**Text section:**
>>>
Have the Foundations of the Housing Market Started to Crumble?

The housing market had been stabilising prior to the pandemic striking, with much gratitude shown towards a robust labour market, a low Bank Rate meaning cheaper borrowing, and settling political tensions. However, the property market came to a halt due to the coronavirus outbreak as mortgage lenders were unable to carry out property valuations and were hesitant to offer new mortgages due to the uncertainty of a new borrowers’ repayment capacity (Financial Times, 2020).

The UK real estate has since revived, however, following the nation’s easing of the lockdown restrictions. Nationwide Building Society, one of the UK’s largest mortgage providers, reported a 3.7% annual house price growth, overcoming the year-on-year dip revealed from June 2020, during the height of the pandemic (Nationwide Building Society, 2020).

The severe restrictions imposed by the respective Governments and political bodies in response to the pandemic have forced residents, who have been seen to prioritise comfort over convenience, to reflect on their housing requirements; the rise in remote working and flexible arrangements has also encouraged many individuals to move out of highly populated city centres, such as Parisians (Financial Times, 2020). Due to the scarcity of properties in Germany, in comparison to their increasing population, rent prices are on the rise and the country’s housing market appears to have been sheltered from any negative impacts created by the pandemic, but instead has made the area appear more attractive to future investors due to its stability seen during the crisis (Financial Times, 2020).
<<<
**What to do:** In the housing market text, what annual house price growth did Nationwide Building Society report?

**Raw data:**
>>>
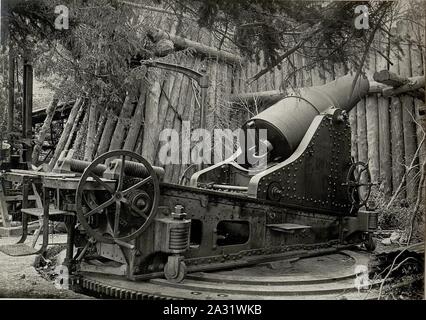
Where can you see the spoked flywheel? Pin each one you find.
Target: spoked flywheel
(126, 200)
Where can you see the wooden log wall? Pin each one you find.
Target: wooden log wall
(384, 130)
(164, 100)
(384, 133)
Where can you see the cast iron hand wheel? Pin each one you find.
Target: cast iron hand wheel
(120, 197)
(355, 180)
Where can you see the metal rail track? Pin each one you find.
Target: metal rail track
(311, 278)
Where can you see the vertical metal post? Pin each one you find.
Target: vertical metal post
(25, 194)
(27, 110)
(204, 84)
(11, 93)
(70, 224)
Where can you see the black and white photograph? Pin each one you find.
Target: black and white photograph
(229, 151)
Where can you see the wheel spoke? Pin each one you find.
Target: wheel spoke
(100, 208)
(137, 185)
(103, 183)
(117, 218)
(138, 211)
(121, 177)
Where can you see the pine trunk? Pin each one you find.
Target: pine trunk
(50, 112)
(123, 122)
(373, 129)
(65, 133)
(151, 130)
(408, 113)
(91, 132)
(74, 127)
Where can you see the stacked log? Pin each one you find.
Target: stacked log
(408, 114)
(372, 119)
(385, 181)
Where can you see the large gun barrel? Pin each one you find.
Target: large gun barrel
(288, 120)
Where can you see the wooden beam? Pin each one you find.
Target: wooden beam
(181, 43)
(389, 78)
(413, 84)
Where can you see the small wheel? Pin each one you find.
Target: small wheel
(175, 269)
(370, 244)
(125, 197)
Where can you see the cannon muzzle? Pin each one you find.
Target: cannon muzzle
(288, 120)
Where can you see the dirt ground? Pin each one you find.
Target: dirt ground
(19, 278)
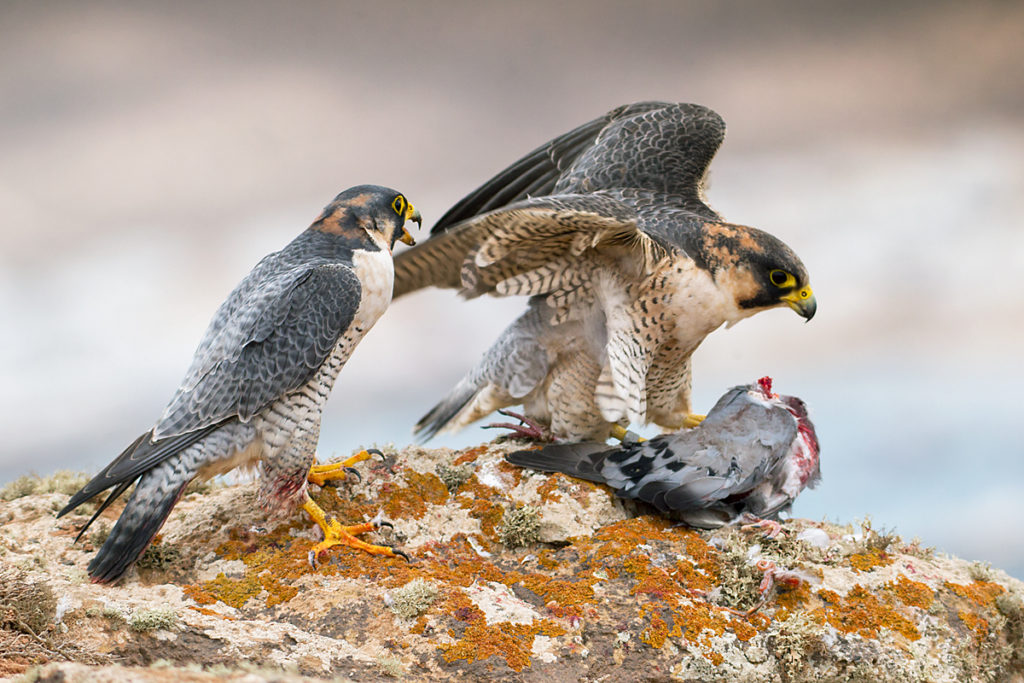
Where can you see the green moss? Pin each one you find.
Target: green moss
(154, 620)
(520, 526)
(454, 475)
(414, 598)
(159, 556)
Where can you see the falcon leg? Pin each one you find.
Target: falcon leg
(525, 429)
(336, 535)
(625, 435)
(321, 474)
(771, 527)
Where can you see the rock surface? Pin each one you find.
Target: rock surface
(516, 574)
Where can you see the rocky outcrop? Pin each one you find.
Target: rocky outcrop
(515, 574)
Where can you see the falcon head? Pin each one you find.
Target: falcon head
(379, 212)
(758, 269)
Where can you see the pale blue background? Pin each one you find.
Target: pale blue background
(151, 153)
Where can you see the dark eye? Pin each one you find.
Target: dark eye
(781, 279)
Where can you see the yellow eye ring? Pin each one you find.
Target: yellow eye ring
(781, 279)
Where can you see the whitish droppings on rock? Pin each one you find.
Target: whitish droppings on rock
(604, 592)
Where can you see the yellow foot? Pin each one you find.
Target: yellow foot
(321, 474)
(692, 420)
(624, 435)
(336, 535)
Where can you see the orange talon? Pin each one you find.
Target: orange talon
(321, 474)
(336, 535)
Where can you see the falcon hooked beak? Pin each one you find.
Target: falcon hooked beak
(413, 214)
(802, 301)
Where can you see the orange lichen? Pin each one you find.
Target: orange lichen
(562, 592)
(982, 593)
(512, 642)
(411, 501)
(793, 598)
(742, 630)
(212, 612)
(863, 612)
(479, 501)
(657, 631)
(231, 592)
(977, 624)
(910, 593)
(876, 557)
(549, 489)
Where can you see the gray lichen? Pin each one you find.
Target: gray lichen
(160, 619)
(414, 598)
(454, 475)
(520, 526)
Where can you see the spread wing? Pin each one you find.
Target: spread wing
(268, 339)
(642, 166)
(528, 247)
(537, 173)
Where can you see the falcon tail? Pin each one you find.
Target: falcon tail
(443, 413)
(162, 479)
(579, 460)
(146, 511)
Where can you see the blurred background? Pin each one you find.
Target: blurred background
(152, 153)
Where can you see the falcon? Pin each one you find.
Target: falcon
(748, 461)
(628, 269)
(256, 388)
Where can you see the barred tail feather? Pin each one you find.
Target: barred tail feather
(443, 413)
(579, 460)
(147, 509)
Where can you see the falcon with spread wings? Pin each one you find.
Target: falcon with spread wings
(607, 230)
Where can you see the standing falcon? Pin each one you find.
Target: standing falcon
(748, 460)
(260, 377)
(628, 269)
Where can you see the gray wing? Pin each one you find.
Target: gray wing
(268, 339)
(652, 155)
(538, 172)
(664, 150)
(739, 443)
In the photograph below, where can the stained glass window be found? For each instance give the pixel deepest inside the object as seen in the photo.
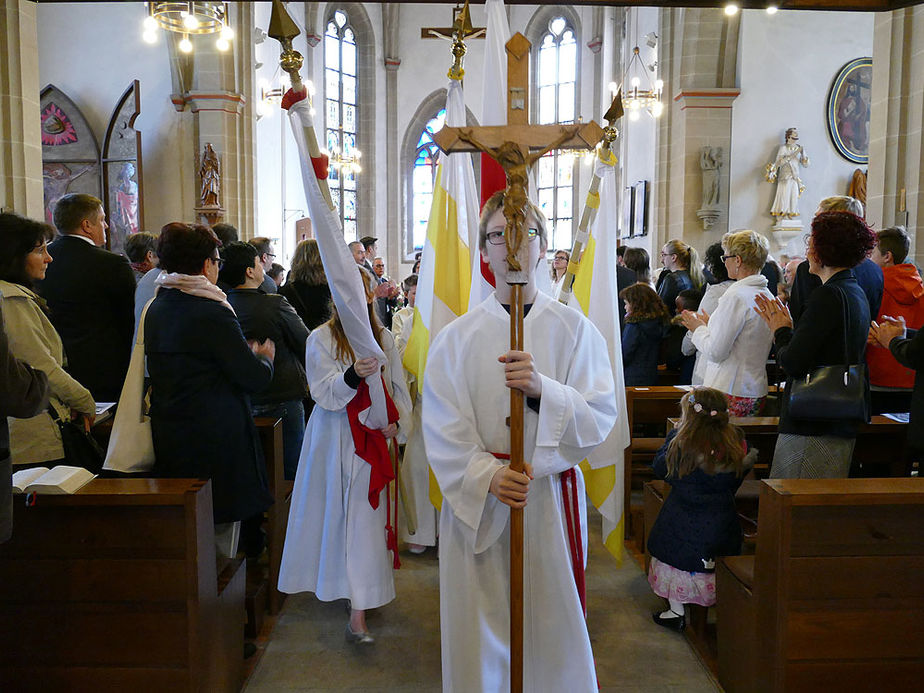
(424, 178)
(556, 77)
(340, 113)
<<<
**Completed task:** Nationwide Building Society reported 3.7% annual house price growth.